### Your objective
Line by line, give the data again exactly as it appears.

[Entries shown — start]

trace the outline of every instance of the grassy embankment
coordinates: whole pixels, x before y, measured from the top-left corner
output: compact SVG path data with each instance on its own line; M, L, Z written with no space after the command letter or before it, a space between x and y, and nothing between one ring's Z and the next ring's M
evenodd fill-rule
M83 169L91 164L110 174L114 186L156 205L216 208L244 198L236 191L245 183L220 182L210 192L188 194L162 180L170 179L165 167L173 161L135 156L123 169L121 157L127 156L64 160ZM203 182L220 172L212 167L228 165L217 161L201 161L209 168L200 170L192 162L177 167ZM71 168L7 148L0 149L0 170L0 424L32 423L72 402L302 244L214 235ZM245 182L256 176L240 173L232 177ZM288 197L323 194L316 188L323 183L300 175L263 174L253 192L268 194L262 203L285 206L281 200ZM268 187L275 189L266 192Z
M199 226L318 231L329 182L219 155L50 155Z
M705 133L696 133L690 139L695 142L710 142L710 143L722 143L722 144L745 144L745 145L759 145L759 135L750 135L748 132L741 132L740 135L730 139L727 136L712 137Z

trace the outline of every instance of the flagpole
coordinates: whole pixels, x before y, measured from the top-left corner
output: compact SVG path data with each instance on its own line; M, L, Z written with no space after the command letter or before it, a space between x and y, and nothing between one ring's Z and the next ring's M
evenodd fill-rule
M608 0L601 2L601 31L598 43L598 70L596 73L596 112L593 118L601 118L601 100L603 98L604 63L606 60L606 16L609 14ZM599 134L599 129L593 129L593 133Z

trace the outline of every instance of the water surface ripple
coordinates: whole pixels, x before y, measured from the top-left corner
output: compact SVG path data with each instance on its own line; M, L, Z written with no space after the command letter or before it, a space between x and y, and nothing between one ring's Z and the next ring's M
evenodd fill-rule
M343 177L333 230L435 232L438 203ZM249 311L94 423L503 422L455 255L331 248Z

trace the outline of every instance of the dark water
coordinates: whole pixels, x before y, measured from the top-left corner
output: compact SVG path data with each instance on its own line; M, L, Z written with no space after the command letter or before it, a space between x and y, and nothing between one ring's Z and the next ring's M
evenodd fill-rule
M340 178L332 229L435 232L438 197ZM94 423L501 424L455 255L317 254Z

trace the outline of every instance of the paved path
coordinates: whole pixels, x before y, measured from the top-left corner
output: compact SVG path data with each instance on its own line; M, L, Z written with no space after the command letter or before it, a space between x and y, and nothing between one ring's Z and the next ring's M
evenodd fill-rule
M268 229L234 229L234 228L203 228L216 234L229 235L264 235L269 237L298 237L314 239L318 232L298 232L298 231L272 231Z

[Entries shown — finish]

### Answer section
trace the outline of every instance of the grassy embankment
coordinates: whole pixels, x before y, measured from the top-left corner
output: compact SVG path data with each instance on its own line; M, L, Z written with no space after the command letter or before it, a space between x and y, and nothing between one ring's Z and the next ring's M
evenodd fill-rule
M83 169L91 164L110 174L114 186L156 205L216 208L244 198L236 191L245 183L220 182L210 192L188 194L162 180L170 179L165 167L173 161L135 156L123 169L121 157L127 156L64 160ZM203 182L220 172L212 167L228 165L217 161L201 161L209 168L200 170L192 162L177 167ZM71 168L7 148L0 149L0 170L0 424L32 423L72 402L302 244L214 235ZM245 182L256 176L240 173L232 177ZM288 197L323 194L316 188L323 183L300 175L263 174L253 192L268 194L262 203L285 206L281 200ZM268 187L275 189L266 192Z
M199 226L318 231L329 182L219 155L50 155Z
M705 133L696 133L690 139L695 142L710 142L710 143L722 143L722 144L745 144L745 145L759 145L759 135L750 135L748 132L741 132L740 135L730 139L727 136L712 137Z

trace the outline of every instance of the flagpole
coordinates: whole pixels, x before y, measured from the top-left corner
output: compact SVG path data with each instance on its own line; M, L, Z written with no space after the command letter or before it, a space between x and y, and nothing between one ring's Z and the next ring's M
evenodd fill-rule
M608 0L601 2L601 31L598 43L598 70L596 73L596 112L593 118L601 118L601 100L603 98L604 63L606 60L606 16L609 14ZM599 134L599 129L593 129L593 133Z

trace the outline of every instance of the water surface ripple
coordinates: whole pixels, x before y, measured from the top-left corner
output: compact SVG path data with each instance on its own line; M, L, Z written with no space after the command letter or before it, a space between x and y, and nothing between one ring's Z and the next ring's M
evenodd fill-rule
M343 177L333 230L435 232L438 203ZM249 311L94 423L503 422L455 255L331 248Z

trace the outline of every instance of the dark water
coordinates: whole pixels, x before y, measured from the top-left corner
output: compact SVG path data with each instance on its own line; M, L, Z written with no space after the command letter or before it, a space between x and y, and nothing between one ring's Z and the next ring's M
evenodd fill-rule
M340 178L332 229L435 232L438 197ZM94 423L501 424L455 255L317 254Z

trace the outline of every instance of the paved path
coordinates: whole pixels, x before y, measured from the top-left corner
output: compact SVG path data with each instance on its own line; M, L, Z written with no space after the command letter or before it, a space between x and y, and nothing between one ring's Z and the next ring's M
evenodd fill-rule
M268 229L234 229L234 228L203 228L216 234L229 235L264 235L269 237L298 237L314 239L318 232L298 232L298 231L272 231Z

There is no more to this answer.